## EXERCISE 1
Can you repeat the rows word for word, from the one holding "of the window" through the last row, inclusive?

## DOCUMENT EXTRACT
• • • • •

Thanks for the offer and a great big slap upside my head - I know plenty of customers with waterjet who might oblige - why didn't I think of that.

Ken
 
Cutting glass is a bit tricky on one. The piercing tends to cause a lot of chipping on the surface so you have to use a long lead in before you get to the cut line so the chipping doesn't end up on your part.

Optionally, you can start the jet off the edge of the glass and move into the material with the abrasive flowing. That works well, but requires creative programming.

You can also by 30mm disks here http://www.edmundoptics.com/
 
Ken. One KP for the brilliant "scrounging" ideas. Being on a part pension here in Oz really restricts the money available to the hobby. Little freebie tips like these really do stretch the dollar. Love to hear any other tips from members :bow:
 
Progress.....

I have extended the shafts and I'm working on the base, in the meantime I have a few observations - maybe a member can chime in with some enlightenment.

The motor seems to run better in one direction - if you turn the rotor around it still goes the same way but one way arround is beter than the other. Doesn't make any sense.

I reversed the field magnet - which reverses the motor - still the same - here there is also a difference which I suspect is constructive / destructive interference with the levitating poles.
That does make sense. But the difference on reversing the rotor remains.

The output from the photocells seems to be temperature dependent, they seem to give more output warm.

Windings - I was interrupted and lost count during winding - as a consequence my 2 windings are not the same (37 vs 45 Ohms) - this gives the motor the collywobbles - unrelated to ballance - due to uneven thrusting by the windings - Lesson - make sure you count the number of turns accurately - I'm going to rig up a counter if and when I redo it. I don't see how the uneven winding has anything to do with the difference in performance when the rotor is turned around.

I have run it up to 200 rpm under a 50W downlighter the collywobbles settle down - I guess in direct sunlight its going to get to about 1000 rpm.

Contamination - Iron filings (our shops are full of them) getting into the laquer, pressed into or even in the MDF also cause ballance-like issues.

The finished rotor weighs 241g and from a ballance point of view is sensetive to 0.01g, - I can measure to only 0.1g and using modeling clay a fraction of this induces it to turn - statically.

I'm still fiddling with the ballance issues - again some curious observations - I'm getting different results with the field magnet in or out (if you ballance with the magnet in - it wants to rotate under the bench lights - a winding disconnect point might have been a good idea) - here I suspect contamination but I'll be damned if I can find it.

• • • • •

## EXERCISE 2
Can you reproduce the forum thread precisely, from "Cutting glass is" through "requires creative programming.", inclusive?

• • • • •

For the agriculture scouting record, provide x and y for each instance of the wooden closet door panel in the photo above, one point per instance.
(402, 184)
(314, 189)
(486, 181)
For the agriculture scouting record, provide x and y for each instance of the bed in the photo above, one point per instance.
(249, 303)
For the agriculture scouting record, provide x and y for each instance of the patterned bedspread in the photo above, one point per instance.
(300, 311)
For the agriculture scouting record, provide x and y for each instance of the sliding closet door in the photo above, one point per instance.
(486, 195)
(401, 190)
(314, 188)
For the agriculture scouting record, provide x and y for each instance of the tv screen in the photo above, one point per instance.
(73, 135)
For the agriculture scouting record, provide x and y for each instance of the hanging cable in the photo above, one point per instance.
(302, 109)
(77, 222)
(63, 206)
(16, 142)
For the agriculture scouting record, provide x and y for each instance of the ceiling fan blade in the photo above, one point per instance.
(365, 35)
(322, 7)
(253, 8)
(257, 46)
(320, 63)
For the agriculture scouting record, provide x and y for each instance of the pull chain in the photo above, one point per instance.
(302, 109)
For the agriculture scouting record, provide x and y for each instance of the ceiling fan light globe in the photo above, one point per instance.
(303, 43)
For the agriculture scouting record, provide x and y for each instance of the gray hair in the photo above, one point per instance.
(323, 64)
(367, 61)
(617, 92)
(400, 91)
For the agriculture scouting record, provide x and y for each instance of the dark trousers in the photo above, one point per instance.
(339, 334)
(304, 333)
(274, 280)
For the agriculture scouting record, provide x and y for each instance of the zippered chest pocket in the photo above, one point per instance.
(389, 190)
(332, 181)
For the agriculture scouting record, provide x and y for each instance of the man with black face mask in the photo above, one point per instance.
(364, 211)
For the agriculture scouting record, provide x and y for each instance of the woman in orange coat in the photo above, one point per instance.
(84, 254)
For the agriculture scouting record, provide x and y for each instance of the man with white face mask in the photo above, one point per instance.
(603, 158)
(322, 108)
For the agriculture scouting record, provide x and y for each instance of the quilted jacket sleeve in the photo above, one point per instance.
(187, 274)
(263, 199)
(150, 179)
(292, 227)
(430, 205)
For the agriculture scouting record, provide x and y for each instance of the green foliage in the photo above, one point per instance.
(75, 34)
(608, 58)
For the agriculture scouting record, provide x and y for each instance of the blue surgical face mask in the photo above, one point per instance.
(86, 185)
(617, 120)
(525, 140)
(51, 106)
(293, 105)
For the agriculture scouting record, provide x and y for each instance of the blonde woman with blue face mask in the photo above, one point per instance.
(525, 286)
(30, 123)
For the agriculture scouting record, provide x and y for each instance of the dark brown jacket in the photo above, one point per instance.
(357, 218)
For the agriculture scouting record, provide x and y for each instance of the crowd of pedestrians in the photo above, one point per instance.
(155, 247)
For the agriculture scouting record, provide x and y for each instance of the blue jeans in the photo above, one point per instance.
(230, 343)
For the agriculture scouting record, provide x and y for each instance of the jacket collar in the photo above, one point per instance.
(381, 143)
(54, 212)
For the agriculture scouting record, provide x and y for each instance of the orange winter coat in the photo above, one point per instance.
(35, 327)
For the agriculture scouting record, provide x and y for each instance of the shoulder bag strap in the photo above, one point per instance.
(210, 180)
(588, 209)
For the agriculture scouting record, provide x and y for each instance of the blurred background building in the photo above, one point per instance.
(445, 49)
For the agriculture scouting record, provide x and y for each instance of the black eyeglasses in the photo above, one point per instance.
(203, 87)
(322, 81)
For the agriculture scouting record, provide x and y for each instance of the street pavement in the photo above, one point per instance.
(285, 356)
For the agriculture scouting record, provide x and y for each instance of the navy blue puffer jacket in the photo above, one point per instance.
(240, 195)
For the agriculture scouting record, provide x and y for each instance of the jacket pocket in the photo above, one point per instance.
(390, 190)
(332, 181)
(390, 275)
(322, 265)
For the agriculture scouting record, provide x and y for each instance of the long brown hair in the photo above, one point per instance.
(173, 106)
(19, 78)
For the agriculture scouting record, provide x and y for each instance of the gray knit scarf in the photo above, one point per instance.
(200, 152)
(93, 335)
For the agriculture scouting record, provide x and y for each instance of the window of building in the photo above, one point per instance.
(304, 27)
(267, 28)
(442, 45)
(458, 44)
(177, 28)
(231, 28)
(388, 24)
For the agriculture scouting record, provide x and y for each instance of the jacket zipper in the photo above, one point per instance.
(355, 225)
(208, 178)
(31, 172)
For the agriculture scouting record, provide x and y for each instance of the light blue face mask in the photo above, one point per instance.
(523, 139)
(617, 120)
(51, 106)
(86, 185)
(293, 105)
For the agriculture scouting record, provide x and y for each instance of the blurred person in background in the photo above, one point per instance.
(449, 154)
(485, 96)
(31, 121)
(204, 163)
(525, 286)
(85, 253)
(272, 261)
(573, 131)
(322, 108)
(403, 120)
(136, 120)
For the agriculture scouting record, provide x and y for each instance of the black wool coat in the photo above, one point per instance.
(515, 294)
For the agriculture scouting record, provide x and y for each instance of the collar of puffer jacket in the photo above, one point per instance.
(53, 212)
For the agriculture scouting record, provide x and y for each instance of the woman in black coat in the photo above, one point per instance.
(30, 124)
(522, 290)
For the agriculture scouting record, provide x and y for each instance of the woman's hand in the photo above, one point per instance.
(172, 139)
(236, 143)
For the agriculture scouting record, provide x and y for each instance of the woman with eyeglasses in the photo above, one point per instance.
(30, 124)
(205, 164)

• • • • •

## WRITTEN SOLUTION 1
For the agriculture scouting record, provide x and y for each instance of the window of building in the photo above, one point per instance.
(304, 27)
(267, 28)
(442, 45)
(458, 44)
(177, 28)
(231, 28)
(388, 24)
For the agriculture scouting record, provide x and y for each instance of the jacket zipper in the photo above, one point per instance.
(355, 225)
(208, 178)
(31, 172)
For the agriculture scouting record, provide x and y for each instance of the light blue face mask in the photo above, one point per instance.
(523, 139)
(617, 120)
(51, 106)
(86, 185)
(293, 105)
For the agriculture scouting record, provide x and y for each instance of the blurred person in background in the photo above, one point per instance.
(449, 154)
(485, 96)
(31, 121)
(204, 163)
(525, 286)
(85, 253)
(272, 261)
(573, 131)
(322, 108)
(403, 120)
(136, 120)
For the agriculture scouting record, provide x and y for each instance of the black wool coat in the photo above, one point per instance.
(515, 294)
For the agriculture scouting record, provide x and y for each instance of the collar of puffer jacket in the photo above, one point per instance.
(53, 212)
For the agriculture scouting record, provide x and y for each instance of the woman in black coat in the photo above, one point per instance.
(30, 124)
(522, 290)
For the agriculture scouting record, provide x and y for each instance of the woman's hand in the photo above, one point per instance.
(172, 139)
(236, 143)
For the agriculture scouting record, provide x and y for each instance of the woman with eyeglasses in the photo above, one point per instance.
(30, 124)
(205, 164)

## WRITTEN SOLUTION 2
Cutting glass is a bit tricky on one. The piercing tends to cause a lot of chipping on the surface so you have to use a long lead in before you get to the cut line so the chipping doesn't end up on your part.

Optionally, you can start the jet off the edge of the glass and move into the material with the abrasive flowing. That works well, but requires creative programming.